Challenge:
Please gather each line in the items below that contains the word "space", and copy every such line in full.

Stored rows:
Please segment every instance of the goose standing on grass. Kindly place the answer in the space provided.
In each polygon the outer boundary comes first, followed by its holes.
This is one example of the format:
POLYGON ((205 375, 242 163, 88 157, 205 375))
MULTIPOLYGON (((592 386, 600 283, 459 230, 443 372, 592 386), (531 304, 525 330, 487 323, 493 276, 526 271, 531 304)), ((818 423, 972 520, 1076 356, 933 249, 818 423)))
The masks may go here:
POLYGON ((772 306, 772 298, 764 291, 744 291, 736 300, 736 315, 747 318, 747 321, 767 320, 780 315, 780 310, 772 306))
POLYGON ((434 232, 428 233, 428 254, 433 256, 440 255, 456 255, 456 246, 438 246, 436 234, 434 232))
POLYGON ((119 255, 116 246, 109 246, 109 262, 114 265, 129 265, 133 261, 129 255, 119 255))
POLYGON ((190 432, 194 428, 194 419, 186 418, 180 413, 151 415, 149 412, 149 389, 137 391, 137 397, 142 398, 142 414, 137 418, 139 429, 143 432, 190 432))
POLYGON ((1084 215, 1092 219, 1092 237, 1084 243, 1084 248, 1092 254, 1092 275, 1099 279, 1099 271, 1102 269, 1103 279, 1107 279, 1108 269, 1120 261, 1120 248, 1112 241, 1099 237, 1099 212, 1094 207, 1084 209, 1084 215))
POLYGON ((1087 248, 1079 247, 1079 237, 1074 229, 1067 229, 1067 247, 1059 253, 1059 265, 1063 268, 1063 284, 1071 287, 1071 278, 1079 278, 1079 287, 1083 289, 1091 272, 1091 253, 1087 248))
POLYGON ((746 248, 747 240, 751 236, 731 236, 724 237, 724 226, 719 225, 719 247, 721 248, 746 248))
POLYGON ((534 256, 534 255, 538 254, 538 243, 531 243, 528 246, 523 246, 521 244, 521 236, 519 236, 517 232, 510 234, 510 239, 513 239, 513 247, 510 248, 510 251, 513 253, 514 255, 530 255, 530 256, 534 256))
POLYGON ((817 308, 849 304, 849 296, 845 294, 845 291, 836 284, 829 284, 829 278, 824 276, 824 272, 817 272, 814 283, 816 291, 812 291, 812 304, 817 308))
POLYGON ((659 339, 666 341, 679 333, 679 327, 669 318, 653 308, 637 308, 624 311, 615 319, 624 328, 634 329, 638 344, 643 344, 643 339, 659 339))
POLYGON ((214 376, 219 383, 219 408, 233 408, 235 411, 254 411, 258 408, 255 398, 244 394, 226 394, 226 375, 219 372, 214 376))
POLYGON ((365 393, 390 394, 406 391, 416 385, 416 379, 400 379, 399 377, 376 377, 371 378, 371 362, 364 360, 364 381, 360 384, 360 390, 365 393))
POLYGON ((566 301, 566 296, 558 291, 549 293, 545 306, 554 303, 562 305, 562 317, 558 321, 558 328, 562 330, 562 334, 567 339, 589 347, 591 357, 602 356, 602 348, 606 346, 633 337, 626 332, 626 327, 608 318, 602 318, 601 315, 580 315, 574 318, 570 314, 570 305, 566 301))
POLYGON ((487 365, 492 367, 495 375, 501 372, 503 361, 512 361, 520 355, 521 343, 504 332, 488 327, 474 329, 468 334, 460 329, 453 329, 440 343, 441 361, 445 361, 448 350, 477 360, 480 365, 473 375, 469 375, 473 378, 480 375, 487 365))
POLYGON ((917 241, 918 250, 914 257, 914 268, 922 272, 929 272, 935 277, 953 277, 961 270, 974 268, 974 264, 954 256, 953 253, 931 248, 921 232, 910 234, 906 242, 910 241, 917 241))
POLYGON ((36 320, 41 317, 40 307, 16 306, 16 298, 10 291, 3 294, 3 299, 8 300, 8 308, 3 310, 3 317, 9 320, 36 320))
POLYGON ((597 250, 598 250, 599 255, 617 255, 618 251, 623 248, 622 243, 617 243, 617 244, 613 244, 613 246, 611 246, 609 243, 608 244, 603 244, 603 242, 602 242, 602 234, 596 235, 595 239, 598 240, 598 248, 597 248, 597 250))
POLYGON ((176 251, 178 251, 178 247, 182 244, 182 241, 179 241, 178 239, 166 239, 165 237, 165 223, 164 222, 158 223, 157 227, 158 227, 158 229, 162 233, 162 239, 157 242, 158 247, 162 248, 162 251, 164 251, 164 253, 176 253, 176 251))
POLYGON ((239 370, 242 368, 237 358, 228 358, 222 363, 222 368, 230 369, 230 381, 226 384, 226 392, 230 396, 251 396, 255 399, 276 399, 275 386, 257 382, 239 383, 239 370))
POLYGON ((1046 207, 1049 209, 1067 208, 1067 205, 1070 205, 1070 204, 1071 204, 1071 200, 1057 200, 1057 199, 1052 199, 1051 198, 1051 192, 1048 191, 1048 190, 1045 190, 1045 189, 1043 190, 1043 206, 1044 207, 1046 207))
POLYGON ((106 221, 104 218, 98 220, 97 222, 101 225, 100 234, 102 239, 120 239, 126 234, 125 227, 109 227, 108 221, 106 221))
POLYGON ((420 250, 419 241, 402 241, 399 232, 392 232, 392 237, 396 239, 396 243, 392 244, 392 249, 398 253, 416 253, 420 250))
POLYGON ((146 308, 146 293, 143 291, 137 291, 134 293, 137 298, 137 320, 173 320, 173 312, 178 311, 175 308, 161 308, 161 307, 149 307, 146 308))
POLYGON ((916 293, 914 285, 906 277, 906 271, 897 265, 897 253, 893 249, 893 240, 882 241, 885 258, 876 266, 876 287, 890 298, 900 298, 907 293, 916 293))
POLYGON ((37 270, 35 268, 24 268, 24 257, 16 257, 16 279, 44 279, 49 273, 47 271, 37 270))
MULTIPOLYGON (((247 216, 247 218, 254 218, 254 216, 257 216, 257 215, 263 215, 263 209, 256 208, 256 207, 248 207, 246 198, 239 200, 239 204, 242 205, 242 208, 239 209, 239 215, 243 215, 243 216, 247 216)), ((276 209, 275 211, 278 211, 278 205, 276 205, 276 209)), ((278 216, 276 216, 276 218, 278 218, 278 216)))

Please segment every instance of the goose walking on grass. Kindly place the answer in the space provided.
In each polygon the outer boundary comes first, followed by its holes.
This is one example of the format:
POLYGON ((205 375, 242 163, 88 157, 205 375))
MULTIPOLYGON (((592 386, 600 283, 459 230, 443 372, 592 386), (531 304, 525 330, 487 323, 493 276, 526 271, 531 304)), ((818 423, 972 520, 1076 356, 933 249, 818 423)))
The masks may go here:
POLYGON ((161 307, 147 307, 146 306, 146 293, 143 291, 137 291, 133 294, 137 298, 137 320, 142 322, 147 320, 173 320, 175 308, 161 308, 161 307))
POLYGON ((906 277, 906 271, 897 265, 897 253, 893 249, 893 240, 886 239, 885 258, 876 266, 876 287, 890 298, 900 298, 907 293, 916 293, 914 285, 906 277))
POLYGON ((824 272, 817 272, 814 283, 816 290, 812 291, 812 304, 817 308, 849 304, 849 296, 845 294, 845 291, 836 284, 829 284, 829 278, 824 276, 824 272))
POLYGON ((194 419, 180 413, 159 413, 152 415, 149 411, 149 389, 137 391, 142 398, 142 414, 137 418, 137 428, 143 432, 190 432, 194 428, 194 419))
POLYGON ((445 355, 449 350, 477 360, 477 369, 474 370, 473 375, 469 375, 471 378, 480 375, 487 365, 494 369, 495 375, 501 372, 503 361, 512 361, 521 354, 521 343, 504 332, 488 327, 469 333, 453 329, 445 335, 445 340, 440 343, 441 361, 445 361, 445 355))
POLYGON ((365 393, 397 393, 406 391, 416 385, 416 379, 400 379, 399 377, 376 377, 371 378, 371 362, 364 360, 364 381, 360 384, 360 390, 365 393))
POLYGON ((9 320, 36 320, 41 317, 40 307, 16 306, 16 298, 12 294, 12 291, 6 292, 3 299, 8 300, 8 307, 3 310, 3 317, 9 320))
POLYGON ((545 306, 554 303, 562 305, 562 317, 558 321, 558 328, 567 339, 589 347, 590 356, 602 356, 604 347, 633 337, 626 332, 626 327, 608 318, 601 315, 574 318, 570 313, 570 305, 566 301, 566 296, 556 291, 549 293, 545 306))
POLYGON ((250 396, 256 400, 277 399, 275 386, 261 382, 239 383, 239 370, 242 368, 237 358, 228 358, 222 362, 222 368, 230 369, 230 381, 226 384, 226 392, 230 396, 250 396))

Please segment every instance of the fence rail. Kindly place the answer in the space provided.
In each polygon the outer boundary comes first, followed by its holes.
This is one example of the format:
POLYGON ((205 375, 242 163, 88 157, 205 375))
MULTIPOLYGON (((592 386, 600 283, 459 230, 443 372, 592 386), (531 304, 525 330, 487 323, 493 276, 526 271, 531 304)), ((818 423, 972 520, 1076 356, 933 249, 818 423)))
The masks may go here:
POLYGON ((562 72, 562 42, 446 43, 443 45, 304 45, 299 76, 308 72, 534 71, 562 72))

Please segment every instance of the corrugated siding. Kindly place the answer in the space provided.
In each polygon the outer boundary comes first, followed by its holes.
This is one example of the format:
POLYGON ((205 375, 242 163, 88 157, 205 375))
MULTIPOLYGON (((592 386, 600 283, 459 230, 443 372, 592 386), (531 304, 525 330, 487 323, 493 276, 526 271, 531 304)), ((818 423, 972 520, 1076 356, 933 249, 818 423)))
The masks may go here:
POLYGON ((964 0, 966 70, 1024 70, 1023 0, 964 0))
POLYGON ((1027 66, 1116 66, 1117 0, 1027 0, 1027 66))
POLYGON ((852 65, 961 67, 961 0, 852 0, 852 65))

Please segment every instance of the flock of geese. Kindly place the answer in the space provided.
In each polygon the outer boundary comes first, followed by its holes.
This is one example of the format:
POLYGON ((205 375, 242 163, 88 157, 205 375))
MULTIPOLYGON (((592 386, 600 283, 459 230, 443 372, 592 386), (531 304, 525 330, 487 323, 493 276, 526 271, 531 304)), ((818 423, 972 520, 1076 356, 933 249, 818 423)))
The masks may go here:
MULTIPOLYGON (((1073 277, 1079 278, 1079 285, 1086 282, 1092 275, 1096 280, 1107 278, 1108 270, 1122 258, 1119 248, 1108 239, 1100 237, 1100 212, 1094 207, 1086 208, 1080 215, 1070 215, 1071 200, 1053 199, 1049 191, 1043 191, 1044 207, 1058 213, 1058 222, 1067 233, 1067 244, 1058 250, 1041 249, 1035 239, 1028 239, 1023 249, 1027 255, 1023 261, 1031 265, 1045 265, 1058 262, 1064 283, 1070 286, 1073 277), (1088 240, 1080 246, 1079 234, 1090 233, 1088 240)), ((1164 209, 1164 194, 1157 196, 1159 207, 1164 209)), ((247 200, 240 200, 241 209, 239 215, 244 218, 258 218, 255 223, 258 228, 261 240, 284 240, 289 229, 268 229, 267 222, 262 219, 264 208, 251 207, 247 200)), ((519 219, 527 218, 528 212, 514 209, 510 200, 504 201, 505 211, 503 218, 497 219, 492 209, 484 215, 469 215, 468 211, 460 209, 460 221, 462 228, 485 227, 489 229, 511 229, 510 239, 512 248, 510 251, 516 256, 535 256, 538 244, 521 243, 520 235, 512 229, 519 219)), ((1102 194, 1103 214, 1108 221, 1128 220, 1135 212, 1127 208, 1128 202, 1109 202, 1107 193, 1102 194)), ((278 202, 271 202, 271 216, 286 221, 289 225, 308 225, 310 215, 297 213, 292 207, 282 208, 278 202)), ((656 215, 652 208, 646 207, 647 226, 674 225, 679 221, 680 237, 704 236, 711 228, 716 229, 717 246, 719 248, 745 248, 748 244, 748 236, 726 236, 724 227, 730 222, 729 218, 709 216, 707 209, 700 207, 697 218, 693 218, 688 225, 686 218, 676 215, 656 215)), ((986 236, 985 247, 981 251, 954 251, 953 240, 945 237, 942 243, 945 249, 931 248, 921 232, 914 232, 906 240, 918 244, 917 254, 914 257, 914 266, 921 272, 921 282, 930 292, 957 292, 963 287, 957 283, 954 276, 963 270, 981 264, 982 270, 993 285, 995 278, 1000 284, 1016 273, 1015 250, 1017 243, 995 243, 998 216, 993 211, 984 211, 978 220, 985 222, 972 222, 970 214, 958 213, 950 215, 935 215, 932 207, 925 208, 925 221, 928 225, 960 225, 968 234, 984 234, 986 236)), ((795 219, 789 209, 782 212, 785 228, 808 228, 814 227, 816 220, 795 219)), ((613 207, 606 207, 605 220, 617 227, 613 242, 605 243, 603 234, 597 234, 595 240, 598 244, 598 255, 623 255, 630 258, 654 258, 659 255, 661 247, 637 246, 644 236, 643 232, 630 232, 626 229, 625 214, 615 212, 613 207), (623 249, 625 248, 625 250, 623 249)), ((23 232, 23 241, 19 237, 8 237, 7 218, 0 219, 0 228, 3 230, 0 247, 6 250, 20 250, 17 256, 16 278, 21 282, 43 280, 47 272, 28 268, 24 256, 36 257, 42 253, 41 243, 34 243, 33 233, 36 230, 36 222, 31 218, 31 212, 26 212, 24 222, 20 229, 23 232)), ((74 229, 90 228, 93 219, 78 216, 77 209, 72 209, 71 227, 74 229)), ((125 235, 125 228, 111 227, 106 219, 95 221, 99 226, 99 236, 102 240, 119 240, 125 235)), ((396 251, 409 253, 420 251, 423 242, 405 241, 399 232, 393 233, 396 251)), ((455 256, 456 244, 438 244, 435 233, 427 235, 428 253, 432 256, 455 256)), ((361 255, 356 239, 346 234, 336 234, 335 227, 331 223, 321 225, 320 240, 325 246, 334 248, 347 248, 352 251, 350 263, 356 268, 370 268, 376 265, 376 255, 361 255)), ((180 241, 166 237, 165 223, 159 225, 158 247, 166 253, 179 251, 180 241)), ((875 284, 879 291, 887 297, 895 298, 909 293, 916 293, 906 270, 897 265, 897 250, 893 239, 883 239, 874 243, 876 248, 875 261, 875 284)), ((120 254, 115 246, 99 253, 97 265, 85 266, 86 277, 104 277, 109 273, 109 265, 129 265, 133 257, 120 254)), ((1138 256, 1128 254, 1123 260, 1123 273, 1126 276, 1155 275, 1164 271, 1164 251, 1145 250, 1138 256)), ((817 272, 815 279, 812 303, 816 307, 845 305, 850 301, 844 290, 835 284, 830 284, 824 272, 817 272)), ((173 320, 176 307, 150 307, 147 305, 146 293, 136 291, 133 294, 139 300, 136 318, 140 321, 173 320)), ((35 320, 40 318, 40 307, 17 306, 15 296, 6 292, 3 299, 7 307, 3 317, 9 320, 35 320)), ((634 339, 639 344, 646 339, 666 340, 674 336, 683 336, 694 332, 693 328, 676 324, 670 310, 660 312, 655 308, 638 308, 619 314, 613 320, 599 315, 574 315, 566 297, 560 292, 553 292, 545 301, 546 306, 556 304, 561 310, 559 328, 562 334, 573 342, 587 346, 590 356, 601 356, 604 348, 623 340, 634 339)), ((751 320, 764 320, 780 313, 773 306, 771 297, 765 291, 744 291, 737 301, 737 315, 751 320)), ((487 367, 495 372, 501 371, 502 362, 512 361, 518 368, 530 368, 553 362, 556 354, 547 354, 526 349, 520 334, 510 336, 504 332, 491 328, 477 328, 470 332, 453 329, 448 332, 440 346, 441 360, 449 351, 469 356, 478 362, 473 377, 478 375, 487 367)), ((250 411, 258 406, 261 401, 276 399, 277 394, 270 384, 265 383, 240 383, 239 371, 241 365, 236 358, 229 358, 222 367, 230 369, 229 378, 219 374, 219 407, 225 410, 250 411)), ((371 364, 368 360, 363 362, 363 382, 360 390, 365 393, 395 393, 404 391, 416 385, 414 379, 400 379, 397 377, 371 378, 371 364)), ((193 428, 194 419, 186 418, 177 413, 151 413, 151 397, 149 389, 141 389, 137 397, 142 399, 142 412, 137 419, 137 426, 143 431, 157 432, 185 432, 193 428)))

Expected answer:
Please segment every instance of the goose standing on grass. Kindly place the answer in the space provided.
Please segment every instance of the goose walking on grass. Kindly place the answer in the space provided.
Please segment every instance of the fence rail. Kindly place the answer in the space provided.
Please segment every instance of the corrugated siding. Kindly place the answer in the space provided.
Please segment every instance of the flock of geese. Kindly place the answer in the space provided.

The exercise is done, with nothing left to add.